- _SUPPLIED RECORDS_
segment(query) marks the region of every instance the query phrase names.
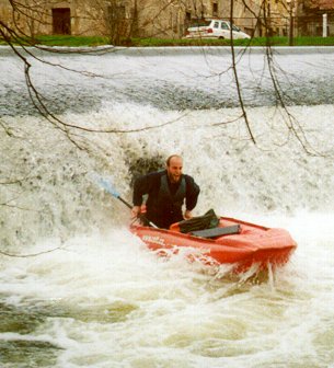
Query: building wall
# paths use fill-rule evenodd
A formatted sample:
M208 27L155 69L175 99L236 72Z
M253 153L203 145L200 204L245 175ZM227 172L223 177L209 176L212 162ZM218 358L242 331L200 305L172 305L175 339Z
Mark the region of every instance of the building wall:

- _WORK INSTRUCTIONS_
Rewrite the listing above with "building wall" changed to "exterior wall" everywhere it appears, and leave everything else the same. Omit the pictures.

- _SOLUTION FOR THIS PROBLEM_
segment(query) marks the region of every instance the query phrase names.
Query: exterior wall
# paths use fill-rule evenodd
A formatted sample:
M208 27L155 69L175 99L236 72Z
M253 153L203 145L200 204L245 175ZM227 172L223 177L209 176L212 162ZM218 358L242 331L200 305L172 305L175 339Z
Mark the region of every instance of the exterior wall:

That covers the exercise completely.